EXERCISE TASK: Your task is to extract every line from the material below exactly.

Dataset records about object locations
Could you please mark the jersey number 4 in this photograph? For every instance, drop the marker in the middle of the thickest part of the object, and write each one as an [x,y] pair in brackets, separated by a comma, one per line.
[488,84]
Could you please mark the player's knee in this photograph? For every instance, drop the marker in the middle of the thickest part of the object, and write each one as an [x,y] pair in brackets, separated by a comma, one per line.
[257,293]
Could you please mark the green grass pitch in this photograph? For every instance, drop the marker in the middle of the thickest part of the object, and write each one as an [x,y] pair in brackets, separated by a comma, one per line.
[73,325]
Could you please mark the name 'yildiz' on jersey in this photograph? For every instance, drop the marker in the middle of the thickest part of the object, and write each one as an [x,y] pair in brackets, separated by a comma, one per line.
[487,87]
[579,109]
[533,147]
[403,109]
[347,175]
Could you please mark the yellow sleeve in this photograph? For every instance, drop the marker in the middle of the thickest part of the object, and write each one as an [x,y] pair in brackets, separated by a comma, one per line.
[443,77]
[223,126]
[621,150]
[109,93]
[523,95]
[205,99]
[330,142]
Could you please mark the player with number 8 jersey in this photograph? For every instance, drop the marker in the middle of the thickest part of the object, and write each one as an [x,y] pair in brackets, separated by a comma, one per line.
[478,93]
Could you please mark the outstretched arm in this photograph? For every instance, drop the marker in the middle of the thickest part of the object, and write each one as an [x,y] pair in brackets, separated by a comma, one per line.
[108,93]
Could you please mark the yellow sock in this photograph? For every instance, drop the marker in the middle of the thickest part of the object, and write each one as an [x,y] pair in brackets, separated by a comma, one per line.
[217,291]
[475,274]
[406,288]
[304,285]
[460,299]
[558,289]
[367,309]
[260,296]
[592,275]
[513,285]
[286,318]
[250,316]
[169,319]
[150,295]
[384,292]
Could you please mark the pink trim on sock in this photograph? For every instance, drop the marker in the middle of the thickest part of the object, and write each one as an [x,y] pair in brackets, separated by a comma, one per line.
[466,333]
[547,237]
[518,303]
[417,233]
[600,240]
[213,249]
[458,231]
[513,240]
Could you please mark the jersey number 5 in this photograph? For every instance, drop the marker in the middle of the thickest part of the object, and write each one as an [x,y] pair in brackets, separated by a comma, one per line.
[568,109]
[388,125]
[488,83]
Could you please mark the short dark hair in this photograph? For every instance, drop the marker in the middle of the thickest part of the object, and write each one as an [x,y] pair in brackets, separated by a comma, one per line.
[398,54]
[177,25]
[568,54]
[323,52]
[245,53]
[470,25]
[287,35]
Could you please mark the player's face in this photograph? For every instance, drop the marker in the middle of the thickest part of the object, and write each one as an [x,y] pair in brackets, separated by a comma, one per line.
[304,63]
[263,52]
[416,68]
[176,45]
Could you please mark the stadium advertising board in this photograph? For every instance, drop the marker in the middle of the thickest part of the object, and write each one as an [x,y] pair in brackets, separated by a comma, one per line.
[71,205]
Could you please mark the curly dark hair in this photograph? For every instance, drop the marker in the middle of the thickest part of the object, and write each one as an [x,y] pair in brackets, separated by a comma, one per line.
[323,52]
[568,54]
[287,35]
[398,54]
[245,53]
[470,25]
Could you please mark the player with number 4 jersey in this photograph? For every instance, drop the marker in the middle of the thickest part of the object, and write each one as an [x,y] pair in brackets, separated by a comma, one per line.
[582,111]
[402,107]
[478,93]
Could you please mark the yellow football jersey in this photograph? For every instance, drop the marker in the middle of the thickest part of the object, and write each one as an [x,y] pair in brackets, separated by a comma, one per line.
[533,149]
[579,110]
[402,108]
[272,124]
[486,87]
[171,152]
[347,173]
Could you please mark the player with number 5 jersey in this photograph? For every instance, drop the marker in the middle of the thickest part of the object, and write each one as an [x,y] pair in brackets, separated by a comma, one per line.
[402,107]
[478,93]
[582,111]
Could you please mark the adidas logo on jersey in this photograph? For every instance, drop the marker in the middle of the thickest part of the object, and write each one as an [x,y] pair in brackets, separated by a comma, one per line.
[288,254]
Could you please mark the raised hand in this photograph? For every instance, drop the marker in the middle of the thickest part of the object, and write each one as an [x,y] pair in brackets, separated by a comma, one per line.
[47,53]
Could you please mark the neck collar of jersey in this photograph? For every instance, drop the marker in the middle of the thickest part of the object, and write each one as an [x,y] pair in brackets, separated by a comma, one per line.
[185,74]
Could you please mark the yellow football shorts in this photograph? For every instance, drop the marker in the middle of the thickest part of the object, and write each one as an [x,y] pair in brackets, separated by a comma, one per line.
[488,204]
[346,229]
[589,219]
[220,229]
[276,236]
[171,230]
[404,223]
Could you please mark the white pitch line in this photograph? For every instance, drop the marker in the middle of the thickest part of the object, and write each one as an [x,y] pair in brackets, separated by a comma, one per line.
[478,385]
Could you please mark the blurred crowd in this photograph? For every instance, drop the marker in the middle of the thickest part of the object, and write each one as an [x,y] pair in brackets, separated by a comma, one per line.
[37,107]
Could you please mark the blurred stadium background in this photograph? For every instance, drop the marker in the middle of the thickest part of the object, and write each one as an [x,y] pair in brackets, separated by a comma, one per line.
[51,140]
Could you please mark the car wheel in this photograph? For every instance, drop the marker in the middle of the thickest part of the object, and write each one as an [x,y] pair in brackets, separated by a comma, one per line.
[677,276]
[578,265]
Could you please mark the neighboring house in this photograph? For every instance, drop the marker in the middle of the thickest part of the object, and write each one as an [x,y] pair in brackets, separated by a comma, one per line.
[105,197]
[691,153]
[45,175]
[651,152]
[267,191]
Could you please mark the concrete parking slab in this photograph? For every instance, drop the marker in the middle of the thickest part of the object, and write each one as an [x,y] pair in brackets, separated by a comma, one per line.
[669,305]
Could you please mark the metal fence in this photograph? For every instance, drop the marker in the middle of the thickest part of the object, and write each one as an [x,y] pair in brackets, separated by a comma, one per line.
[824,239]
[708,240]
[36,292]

COMPLETE ANSWER:
Could you please mark the jersey number 4 in this photograph? For every instance, drop the marker in the middle of the thickest part of the object, and write each one as an [x,y] pair in brackets, separated by a comma, one per line.
[488,84]
Could you please mark the player's knee in this photograph? For every instance, drop the marker in the middle of the thickest part of the object, and write each one as an [x,y] pair in brackets, separated by a comma, one per line.
[257,293]
Could you please mark the green grass pitch in this photograph? For every instance, drop the marker in the middle of the thickest part of the object, and write each one as an [x,y] pair in brackets, separated by a comma, one per line.
[73,325]
Could you please mark the name 'yildiz' on jersey in this photograph? For every instance, drop the marker in the middle of the thickest part of the object, and write each one as an [x,y] pair in brackets, separated by a comma, one per line.
[487,87]
[579,109]
[533,147]
[403,109]
[347,175]
Could you please mark the yellow sleeve in this photograph? For every instance, drop the marker in the middle of the thickest part of the object, and write each one as an [x,y] pair in brackets, separated by a comma, one per line.
[443,77]
[223,126]
[621,150]
[109,93]
[523,95]
[205,99]
[330,142]
Could you please mark the player with number 8 jersey in this photograph? For every instance, drop the marker in the middle of the thickest part of the object, and write each one as an [x,y] pair in brackets, separated by a comma, one per line.
[478,93]
Could you please mark the outstretched arm in this photograph? For every instance, drop the marker in the middle of the thickest part of the object, and write each one as an [x,y] pair in brackets, separated by a comma, one per line.
[108,93]
Could you please mark the yellow sock in this photograph? For every instance, drop the marker in the middle of the thickest part of the object, and write each one as an [x,y] pair in brackets, separated by a comma, one per line.
[217,291]
[475,274]
[406,288]
[304,285]
[460,299]
[558,289]
[367,309]
[260,296]
[592,275]
[513,285]
[286,318]
[250,316]
[169,319]
[150,295]
[384,292]
Could you please mark the pink trim on sock in this photograph? For every instance, drop the marker in the middle of the thickest part of the object, and write each one as an [x,y] pair in brackets, separated by a comma, one per line.
[466,333]
[547,237]
[518,303]
[417,233]
[600,240]
[213,249]
[458,231]
[513,240]
Could you please mark the jersey number 5 in this photograph? For every instance, drop the marker in the middle of the thickest part of the object, and write each one as an [x,y] pair in brackets, separated by a comma, one per line.
[568,109]
[388,125]
[488,83]
Could you please mark the short dark hair in this photograph? For every instance, drop the marker in the middle of the thickest part of the object, and write each one as an [x,y] pair in brackets, separated by a comma, one per line.
[398,54]
[177,25]
[568,54]
[323,52]
[245,53]
[470,25]
[287,35]
Could you please mark the player's face in this photograph? For every instance, drop the marker in the middle of the thickest part of the object, and write each one as an [x,y] pair in brackets, separated by a comma, one per line.
[304,63]
[263,52]
[416,68]
[176,45]
Could you please mark the stadium advertising board in this photograph? For every instance, drop the marker in the middle of the thickest part of the object, and write each one as an [x,y] pair in brackets, separated by a comma, one per line.
[71,205]
Could you please mark the curly dark hair in this photograph? For every instance, drop the marker in the middle of the thickest part of the object, and write each one as an [x,y] pair in brackets, separated by a comma, one per line.
[323,52]
[568,54]
[287,35]
[398,54]
[245,53]
[470,25]
Could you please mark the player with number 4 jersey in this photograph? For every instance, drop the marker in the middle of the thickest part of the object, and write each one as an [x,y] pair in brackets, separated by a comma, one per line.
[582,111]
[402,107]
[478,93]
Could you please mark the yellow football jersey in this photograph? For every instance, drop the marker in the middle of the thickest part of the object, and write each one as an [x,y] pair in brackets, separated by a comma, one per line.
[533,149]
[579,110]
[402,108]
[272,124]
[486,87]
[171,152]
[347,173]
Could you please mark the player with number 5 jersey in this photograph? For every instance, drop the marker in the middle of the thickest part of the object, and write each one as an [x,y] pair in brackets, separated by a comma, one per line.
[402,107]
[478,93]
[582,111]
Could you please mark the adidas logo on jersey in this photograph? For every instance, drop the marker in the middle of the thickest part of the object, and write each one as an [x,y] pair in brackets, separated by a comma, one per line.
[288,254]
Could you please mark the raised hand in this photograph? For every instance, drop the marker in the middle of the thickest part of the object, and write each one as an [x,y] pair in brackets, separated by a comma, one per line.
[47,53]
Could you please mark the neck collar of jersey in this photograph? For every instance, drop the marker in the middle of the thickest part of the object, and write each one as an [x,y] pair in brackets, separated by a comma, one per line.
[185,74]
Could you please mark the yellow football shorts in this photograph? For every instance, drop the marker in the middle of the thickest part of the object, and write each one as an [x,y] pair in brackets, separated by a comma, one per line.
[488,204]
[346,229]
[589,219]
[220,229]
[276,236]
[171,230]
[404,223]
Could you please mark the white pitch line in this photograph? For every instance, drop the marker in the middle of the thickest part of the object, and write each one as an [x,y] pair in brackets, separated by a comma, one per line.
[478,385]
Could you please mark the blurred crowd in this photograph? For every instance, drop the marker in the middle of the thickest part of the object, and write each one as an [x,y] pair in brackets, separated by a comma, one per line.
[37,107]
Could you please mark the blurred stadium background in this photograph? For every instance, drop the marker in the middle of the thickest part of the object, and write each one as an [x,y] pair in brackets, separated by a comma, one per line.
[51,140]
Could you please mark the car wheel in this photograph? For every instance, drop the marker in the middle of the thickest part of the object, and write each one as an [x,y] pair in brackets, separated by a comma, one per line.
[677,276]
[578,265]
Could you please mark the neighboring house in this photograph? For every instance, drop the marker in the middle of the thickest part of the object, and write each one as an [x,y] pair in brackets, separated by a comma, one per line.
[105,197]
[691,153]
[45,175]
[651,152]
[267,191]
Could you please mark the concrete parking slab in this photograph? For every instance, drop the marker in the middle of the thickest part of the object, and write each one as an [x,y] pair in brackets, separated by a comma, one per line.
[669,305]
Could you please mark the metal fence in this photograph? For every instance, drop the marker in the middle of the thickest part of the object, and write each one as an [x,y] pair in brackets, separated by a comma, one per line.
[824,239]
[708,240]
[36,292]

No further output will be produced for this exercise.